#### Extracted text

Despite everything, my parents provided a lot for my brothers and me. We would take vacations every year, epic road trips to Canada and Wyoming and Montana, sleeping in the car or cramming the whole family into small hotel rooms. They taught us to be good people and take care of those around us, provided us all with great educations, and gave us opportunities that they never saw. By the time I was in highschool and heading to Princeton, my parents had built a comfortable life for themselves and their family. I don't know for sure what the American dream is, but I'm fairly sure that I lived at least part of it.

Someone recently commented to me that she hoped I'd find experiences, memories on this trip that would make me feel grateful. I know I have, but even more than that, the trip itself, just to be in Jerusalem, makes me feel grateful. I'm here because of hundreds of different choices I've made, but more importantly, I'm here because of all the difficult choices my parents made. For the values they instilled in me, the education they gave me, and for the opportunities they provided me.

I'm in Jerusalem, and I'm very far from home. But I wouldn't be here if it wasn't for my home. And despite all its craziness and complications, for that I'm very grateful.

Happy thanksgiving.

Wednesday, October 1, 2014

Victoria


Victoria. Her name was Victoria.

I met her my first night in Turkey. It was in a dimly light upstairs club in Istanbul. She was brought over to my table by some of the waiters at the club. I had ended up there after meeting a Turkish man when I was walking around the Hagia Sofia late at night. He approached me claiming to be visiting from Cyprus, and after a short conversation, he offered to take me to a local bar. It was a standard scam for young solo male travelers, and I decided to play along and see where it led. We took a short cab ride to the club, and that’s where I met her.

########

Stated goal 1
List every place the travel blog excerpt names as a destination of the family's yearly road trips.

#### Source material

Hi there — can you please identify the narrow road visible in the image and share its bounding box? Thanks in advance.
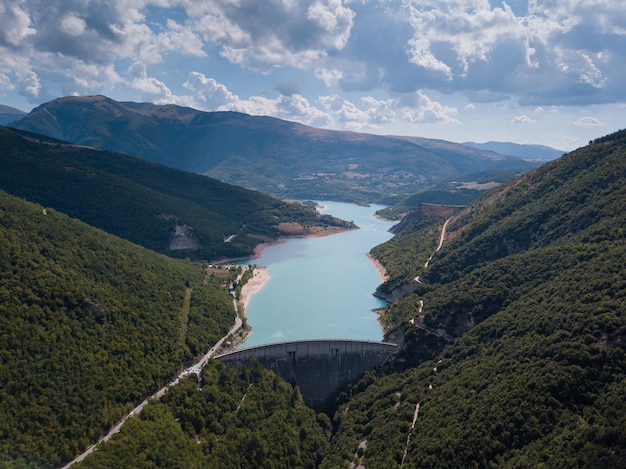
[61,269,246,469]
[424,217,452,269]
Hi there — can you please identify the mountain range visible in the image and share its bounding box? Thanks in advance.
[0,94,626,468]
[0,127,354,260]
[463,142,565,161]
[11,96,538,203]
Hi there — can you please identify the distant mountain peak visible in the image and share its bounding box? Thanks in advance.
[463,141,566,160]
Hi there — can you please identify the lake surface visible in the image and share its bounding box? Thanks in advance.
[242,202,393,347]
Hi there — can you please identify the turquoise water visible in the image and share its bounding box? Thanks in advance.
[242,202,393,347]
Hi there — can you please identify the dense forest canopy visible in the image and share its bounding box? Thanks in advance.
[0,131,626,468]
[11,96,539,204]
[0,192,235,467]
[0,127,354,259]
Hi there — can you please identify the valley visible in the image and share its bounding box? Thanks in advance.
[0,104,626,468]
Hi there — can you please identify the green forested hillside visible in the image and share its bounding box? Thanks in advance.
[78,361,331,469]
[6,131,626,468]
[0,127,352,259]
[324,131,626,468]
[0,192,235,468]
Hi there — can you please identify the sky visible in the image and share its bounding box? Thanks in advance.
[0,0,626,151]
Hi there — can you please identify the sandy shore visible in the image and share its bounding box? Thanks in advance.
[365,252,389,282]
[240,267,270,308]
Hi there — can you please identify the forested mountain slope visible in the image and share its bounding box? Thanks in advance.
[325,131,626,468]
[11,96,537,203]
[0,127,352,259]
[48,132,626,468]
[0,191,235,468]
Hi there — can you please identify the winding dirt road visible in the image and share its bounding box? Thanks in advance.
[62,269,245,469]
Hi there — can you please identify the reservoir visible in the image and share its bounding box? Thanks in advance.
[242,202,393,347]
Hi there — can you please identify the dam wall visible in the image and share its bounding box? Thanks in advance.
[216,340,398,405]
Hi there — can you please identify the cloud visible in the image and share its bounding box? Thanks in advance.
[574,116,604,127]
[511,114,537,124]
[401,91,460,124]
[274,81,300,96]
[188,0,355,72]
[0,0,35,47]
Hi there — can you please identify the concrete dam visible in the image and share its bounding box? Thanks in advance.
[216,339,398,405]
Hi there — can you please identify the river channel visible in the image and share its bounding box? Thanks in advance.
[236,202,393,347]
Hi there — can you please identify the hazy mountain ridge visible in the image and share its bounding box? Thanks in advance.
[40,132,626,468]
[0,124,349,259]
[13,96,536,202]
[463,142,565,160]
[336,127,626,467]
[0,104,27,125]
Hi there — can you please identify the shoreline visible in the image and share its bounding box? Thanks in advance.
[365,252,389,283]
[239,267,271,308]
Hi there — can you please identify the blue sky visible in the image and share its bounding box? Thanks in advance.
[0,0,626,150]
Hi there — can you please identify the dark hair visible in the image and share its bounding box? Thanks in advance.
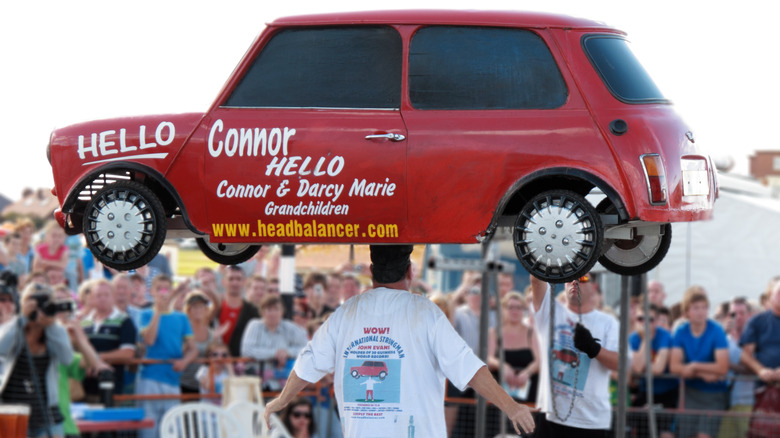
[281,397,315,436]
[370,245,414,284]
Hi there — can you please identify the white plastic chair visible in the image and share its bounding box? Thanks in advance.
[160,403,250,438]
[227,400,292,438]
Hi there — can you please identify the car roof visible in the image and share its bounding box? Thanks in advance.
[270,9,622,33]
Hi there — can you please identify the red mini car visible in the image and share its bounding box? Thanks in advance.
[48,11,717,282]
[349,360,387,380]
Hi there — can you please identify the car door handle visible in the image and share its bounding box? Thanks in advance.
[366,133,406,141]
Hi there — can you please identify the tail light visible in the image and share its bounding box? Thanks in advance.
[640,154,669,205]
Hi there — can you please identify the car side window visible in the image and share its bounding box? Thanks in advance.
[225,26,403,109]
[409,26,568,110]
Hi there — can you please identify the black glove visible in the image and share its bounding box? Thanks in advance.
[574,323,601,359]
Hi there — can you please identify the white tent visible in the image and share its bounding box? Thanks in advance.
[647,174,780,312]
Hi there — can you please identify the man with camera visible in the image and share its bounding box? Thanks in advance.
[0,283,73,437]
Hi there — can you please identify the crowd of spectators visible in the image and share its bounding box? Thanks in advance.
[0,216,780,438]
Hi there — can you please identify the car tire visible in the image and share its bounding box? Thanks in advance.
[83,181,166,271]
[514,190,604,283]
[195,237,262,265]
[599,224,672,275]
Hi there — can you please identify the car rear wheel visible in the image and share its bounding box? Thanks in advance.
[84,181,166,271]
[596,199,672,275]
[514,190,604,283]
[599,224,672,275]
[195,237,262,265]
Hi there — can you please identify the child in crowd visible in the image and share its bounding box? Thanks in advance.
[195,338,233,406]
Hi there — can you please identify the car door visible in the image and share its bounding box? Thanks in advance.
[201,26,406,242]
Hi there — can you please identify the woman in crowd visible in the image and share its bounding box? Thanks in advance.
[0,283,73,437]
[180,290,214,394]
[281,397,317,438]
[488,291,539,403]
[241,295,308,391]
[669,286,729,438]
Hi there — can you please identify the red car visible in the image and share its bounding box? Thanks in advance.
[349,360,387,380]
[48,11,717,282]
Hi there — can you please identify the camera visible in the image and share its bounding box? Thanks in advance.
[30,294,74,321]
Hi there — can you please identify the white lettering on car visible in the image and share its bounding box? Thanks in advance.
[208,119,295,158]
[77,122,176,165]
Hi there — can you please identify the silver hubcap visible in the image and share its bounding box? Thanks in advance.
[517,197,594,271]
[90,190,154,254]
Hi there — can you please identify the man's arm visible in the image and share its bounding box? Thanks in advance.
[469,366,535,435]
[264,370,314,429]
[531,275,553,312]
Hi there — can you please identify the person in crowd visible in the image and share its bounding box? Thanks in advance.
[0,283,73,438]
[341,273,363,303]
[303,272,328,316]
[718,297,754,438]
[655,307,672,333]
[136,275,198,438]
[488,291,539,403]
[739,282,780,424]
[32,222,69,273]
[531,273,619,438]
[54,284,113,438]
[628,297,679,438]
[212,265,260,357]
[647,280,666,309]
[245,274,268,309]
[280,397,318,438]
[670,286,729,438]
[241,295,307,391]
[81,279,138,403]
[180,290,219,394]
[194,337,233,406]
[3,232,28,284]
[265,245,535,437]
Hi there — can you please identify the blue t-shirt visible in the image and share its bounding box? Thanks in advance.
[141,309,192,386]
[628,327,679,394]
[673,320,729,392]
[739,311,780,368]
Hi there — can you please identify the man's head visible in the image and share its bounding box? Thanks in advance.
[370,245,414,287]
[682,286,710,324]
[647,280,666,307]
[222,265,246,297]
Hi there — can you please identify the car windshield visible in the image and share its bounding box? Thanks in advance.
[583,35,668,103]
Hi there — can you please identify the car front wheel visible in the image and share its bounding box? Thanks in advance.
[84,181,166,271]
[514,190,604,283]
[195,237,262,265]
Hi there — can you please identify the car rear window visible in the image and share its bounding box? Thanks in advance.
[409,26,568,110]
[225,26,403,109]
[583,35,667,103]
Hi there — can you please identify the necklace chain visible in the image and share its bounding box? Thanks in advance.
[547,280,582,423]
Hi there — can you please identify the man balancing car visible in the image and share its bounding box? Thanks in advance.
[265,245,534,437]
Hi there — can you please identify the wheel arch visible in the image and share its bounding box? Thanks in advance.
[62,162,203,234]
[491,167,629,229]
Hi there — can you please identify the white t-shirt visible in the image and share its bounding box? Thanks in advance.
[534,286,620,429]
[294,288,484,438]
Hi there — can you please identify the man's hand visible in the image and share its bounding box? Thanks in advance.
[506,403,539,436]
[574,323,601,359]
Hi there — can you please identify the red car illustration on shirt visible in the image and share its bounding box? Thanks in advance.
[349,360,387,380]
[47,10,717,283]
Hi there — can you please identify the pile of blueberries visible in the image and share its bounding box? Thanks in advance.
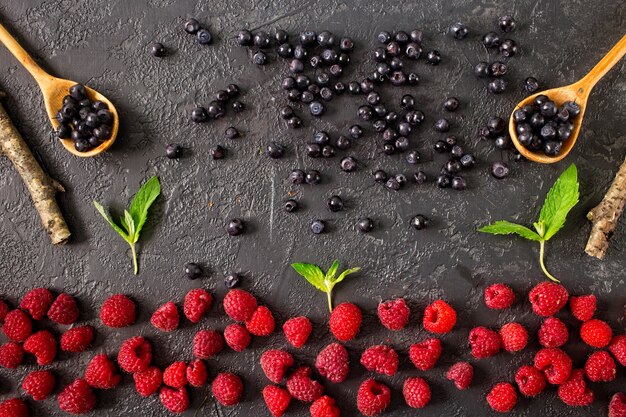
[56,84,114,152]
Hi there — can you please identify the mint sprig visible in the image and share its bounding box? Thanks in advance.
[478,164,580,282]
[291,260,361,312]
[93,176,161,275]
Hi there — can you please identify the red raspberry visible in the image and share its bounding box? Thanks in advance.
[535,348,572,385]
[515,365,546,397]
[163,361,187,388]
[263,385,291,417]
[183,288,213,323]
[21,371,55,400]
[402,377,430,408]
[329,303,363,342]
[150,301,180,332]
[57,378,96,414]
[23,330,57,366]
[185,359,209,388]
[48,293,80,325]
[487,382,517,413]
[528,281,569,317]
[20,288,54,320]
[585,350,617,382]
[499,323,528,353]
[211,373,243,407]
[246,306,276,336]
[283,317,313,348]
[423,300,456,334]
[361,345,398,376]
[446,362,474,390]
[356,378,391,416]
[224,323,252,352]
[193,330,224,359]
[409,338,443,371]
[224,289,257,321]
[85,354,122,389]
[569,295,596,321]
[558,369,595,407]
[159,387,189,413]
[315,343,350,384]
[469,326,502,359]
[117,336,152,373]
[485,284,515,310]
[580,319,613,348]
[0,342,24,369]
[261,349,293,384]
[2,310,33,342]
[378,298,411,331]
[100,294,136,328]
[60,326,95,353]
[133,366,163,397]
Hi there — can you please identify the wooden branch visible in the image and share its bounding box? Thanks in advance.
[0,91,70,245]
[585,159,626,259]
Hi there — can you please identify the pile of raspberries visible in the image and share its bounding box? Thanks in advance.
[0,282,626,417]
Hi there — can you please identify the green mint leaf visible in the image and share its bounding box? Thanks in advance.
[539,164,580,240]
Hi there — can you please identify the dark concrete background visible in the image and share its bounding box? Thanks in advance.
[0,0,626,417]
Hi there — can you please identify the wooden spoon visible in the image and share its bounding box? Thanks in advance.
[509,35,626,164]
[0,20,119,157]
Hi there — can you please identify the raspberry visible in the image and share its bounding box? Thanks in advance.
[409,338,443,371]
[0,342,24,369]
[21,371,55,400]
[263,385,291,417]
[85,354,122,389]
[569,295,596,321]
[117,336,152,373]
[356,378,391,416]
[100,294,135,328]
[193,330,224,359]
[185,359,209,388]
[585,350,617,382]
[2,310,33,342]
[378,298,411,331]
[528,281,569,317]
[150,301,180,332]
[159,387,189,413]
[224,323,252,352]
[423,300,456,334]
[224,290,257,322]
[315,343,350,384]
[496,323,528,353]
[48,293,80,325]
[211,373,243,406]
[183,288,213,323]
[487,382,517,413]
[402,377,430,408]
[261,349,293,384]
[446,362,474,390]
[23,330,57,366]
[329,303,363,342]
[485,284,515,310]
[283,317,313,348]
[515,365,546,397]
[246,306,276,336]
[133,366,163,397]
[60,326,95,353]
[57,378,96,414]
[361,345,398,376]
[580,319,613,348]
[558,369,595,407]
[20,288,54,320]
[535,348,572,385]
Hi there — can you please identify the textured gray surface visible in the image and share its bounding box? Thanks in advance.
[0,0,626,417]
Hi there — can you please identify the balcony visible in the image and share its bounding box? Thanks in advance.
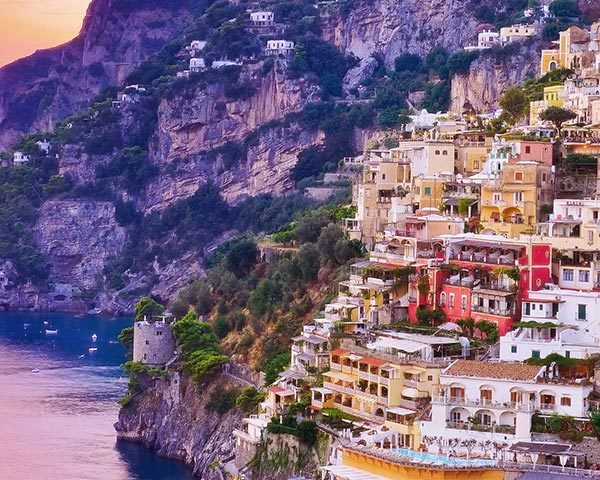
[431,396,535,412]
[471,305,514,317]
[446,422,515,435]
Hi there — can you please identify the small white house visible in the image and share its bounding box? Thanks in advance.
[250,11,275,27]
[500,286,600,361]
[265,40,295,56]
[188,40,206,56]
[13,152,30,166]
[35,138,50,155]
[421,360,592,450]
[190,57,206,73]
[465,30,500,51]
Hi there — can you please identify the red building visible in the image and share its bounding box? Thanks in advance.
[409,234,552,335]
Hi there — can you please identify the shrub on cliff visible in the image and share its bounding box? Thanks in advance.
[173,310,229,384]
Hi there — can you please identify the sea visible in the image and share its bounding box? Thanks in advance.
[0,312,194,480]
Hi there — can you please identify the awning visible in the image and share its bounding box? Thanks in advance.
[311,387,333,395]
[323,372,358,382]
[402,387,419,398]
[387,407,417,415]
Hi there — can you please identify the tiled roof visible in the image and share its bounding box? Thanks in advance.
[444,360,542,381]
[359,357,388,367]
[331,348,350,356]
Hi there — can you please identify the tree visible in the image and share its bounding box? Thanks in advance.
[590,409,600,439]
[135,297,165,322]
[540,106,577,135]
[550,0,580,18]
[499,86,529,124]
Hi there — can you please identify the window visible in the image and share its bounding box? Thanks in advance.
[563,268,573,282]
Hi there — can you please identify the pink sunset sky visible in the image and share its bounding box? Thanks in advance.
[0,0,90,66]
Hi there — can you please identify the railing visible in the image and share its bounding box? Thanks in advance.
[471,305,514,317]
[498,462,600,478]
[446,422,515,435]
[431,396,534,412]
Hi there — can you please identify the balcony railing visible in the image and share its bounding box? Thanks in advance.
[431,396,535,412]
[446,422,515,435]
[471,305,514,317]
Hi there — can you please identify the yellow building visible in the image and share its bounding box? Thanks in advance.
[540,26,590,75]
[529,84,564,125]
[330,446,505,480]
[311,347,441,448]
[480,161,554,238]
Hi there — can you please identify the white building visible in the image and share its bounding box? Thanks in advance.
[190,57,206,73]
[250,11,275,27]
[465,30,500,51]
[500,24,537,45]
[13,152,30,167]
[188,40,206,57]
[421,360,592,450]
[265,40,295,56]
[35,138,50,155]
[290,325,329,370]
[500,286,600,361]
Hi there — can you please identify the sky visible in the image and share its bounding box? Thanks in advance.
[0,0,90,66]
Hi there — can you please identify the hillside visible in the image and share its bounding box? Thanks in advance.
[0,0,533,312]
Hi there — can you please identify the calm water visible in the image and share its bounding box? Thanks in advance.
[0,312,193,480]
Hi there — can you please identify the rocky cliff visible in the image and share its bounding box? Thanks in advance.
[0,0,191,150]
[450,42,541,112]
[323,0,479,65]
[115,372,243,480]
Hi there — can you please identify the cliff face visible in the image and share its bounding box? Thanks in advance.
[115,373,243,480]
[323,0,478,65]
[0,0,191,150]
[450,43,541,112]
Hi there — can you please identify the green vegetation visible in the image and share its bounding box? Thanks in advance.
[173,311,229,385]
[135,297,165,322]
[267,416,318,447]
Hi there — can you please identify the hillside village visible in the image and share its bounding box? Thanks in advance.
[124,19,600,480]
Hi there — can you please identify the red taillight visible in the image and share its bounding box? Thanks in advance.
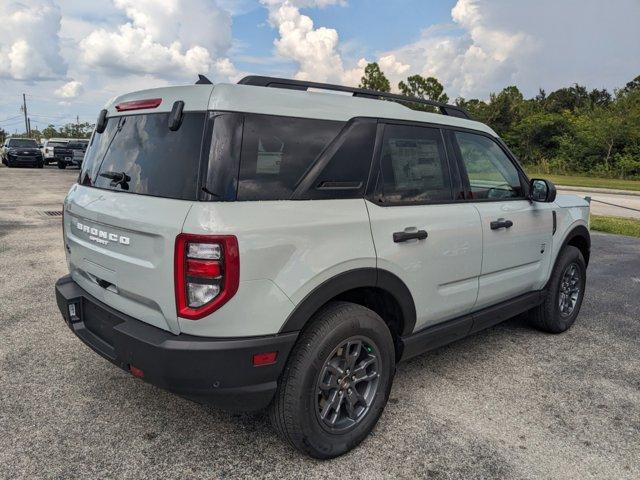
[187,258,222,278]
[253,352,278,367]
[116,98,162,112]
[175,233,240,320]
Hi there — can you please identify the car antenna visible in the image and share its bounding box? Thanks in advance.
[196,74,213,85]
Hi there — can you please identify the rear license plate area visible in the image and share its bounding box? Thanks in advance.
[82,298,122,347]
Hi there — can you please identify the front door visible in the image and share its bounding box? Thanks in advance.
[452,132,553,310]
[367,124,482,331]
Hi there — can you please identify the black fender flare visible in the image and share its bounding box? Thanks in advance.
[279,268,416,335]
[554,225,591,265]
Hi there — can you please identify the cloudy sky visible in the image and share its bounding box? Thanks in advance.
[0,0,640,132]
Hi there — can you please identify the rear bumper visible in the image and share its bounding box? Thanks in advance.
[56,275,298,411]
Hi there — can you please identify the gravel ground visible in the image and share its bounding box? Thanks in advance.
[0,164,640,479]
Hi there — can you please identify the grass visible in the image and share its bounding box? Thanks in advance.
[527,172,640,191]
[591,215,640,237]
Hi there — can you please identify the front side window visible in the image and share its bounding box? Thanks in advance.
[455,132,523,200]
[238,114,343,200]
[380,125,452,203]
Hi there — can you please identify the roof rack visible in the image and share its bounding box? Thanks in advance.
[238,75,471,119]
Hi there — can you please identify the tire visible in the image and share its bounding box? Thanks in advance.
[269,302,396,459]
[529,245,587,333]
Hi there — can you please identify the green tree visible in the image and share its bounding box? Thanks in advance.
[360,62,391,92]
[622,75,640,93]
[545,83,591,113]
[398,75,449,103]
[482,85,524,135]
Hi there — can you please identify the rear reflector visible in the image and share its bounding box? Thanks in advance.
[116,98,162,112]
[129,365,144,378]
[187,258,222,278]
[253,352,278,367]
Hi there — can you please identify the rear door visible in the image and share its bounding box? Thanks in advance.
[448,131,553,309]
[65,112,206,333]
[367,123,482,330]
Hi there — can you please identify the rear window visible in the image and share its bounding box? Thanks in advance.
[8,138,38,148]
[237,114,344,200]
[80,112,206,200]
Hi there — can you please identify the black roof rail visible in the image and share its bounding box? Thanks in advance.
[238,75,471,119]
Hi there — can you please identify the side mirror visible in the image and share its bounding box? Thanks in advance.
[529,178,556,203]
[96,110,107,133]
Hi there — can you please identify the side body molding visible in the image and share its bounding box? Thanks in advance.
[280,268,416,335]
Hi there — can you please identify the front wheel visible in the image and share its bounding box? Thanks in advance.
[270,302,396,459]
[530,245,587,333]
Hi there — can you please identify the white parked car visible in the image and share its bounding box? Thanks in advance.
[56,77,590,458]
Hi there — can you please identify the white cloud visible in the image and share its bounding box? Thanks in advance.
[261,0,409,86]
[80,0,235,78]
[0,0,67,81]
[262,0,343,82]
[53,80,84,99]
[388,0,640,98]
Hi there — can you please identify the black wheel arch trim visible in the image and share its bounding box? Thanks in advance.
[279,268,416,335]
[554,225,591,265]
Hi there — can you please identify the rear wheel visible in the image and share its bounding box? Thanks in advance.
[270,302,395,458]
[530,245,587,333]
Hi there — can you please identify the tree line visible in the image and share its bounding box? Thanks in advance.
[360,63,640,179]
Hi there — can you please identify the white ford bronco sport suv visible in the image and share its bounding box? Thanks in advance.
[56,77,590,458]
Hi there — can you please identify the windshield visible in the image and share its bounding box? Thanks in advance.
[8,138,38,148]
[80,112,205,200]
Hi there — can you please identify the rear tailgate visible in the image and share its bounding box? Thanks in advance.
[64,185,192,333]
[64,88,211,333]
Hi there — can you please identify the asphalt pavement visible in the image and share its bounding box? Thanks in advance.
[558,186,640,219]
[0,167,640,480]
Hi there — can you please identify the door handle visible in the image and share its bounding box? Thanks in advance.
[491,218,513,230]
[393,230,429,243]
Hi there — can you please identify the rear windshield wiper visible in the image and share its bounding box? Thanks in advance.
[100,172,131,190]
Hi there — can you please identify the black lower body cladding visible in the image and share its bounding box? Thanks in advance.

########

Stated goal 2
In the part of the records that opens with the line containing "Hi there — can you please identify the white cloud" and closes with the line containing "[388,0,640,98]", change "white cloud" to "cumulus cloud" and give those lines again, with everything else left as it is.

Final answer 1
Canada, Wyoming, Montana

Final answer 2
Hi there — can you please identify the cumulus cloud visible in the image and share its bounding box? Thanks in advance.
[261,0,409,86]
[80,0,235,78]
[0,0,67,81]
[262,0,343,82]
[53,80,84,99]
[388,0,640,98]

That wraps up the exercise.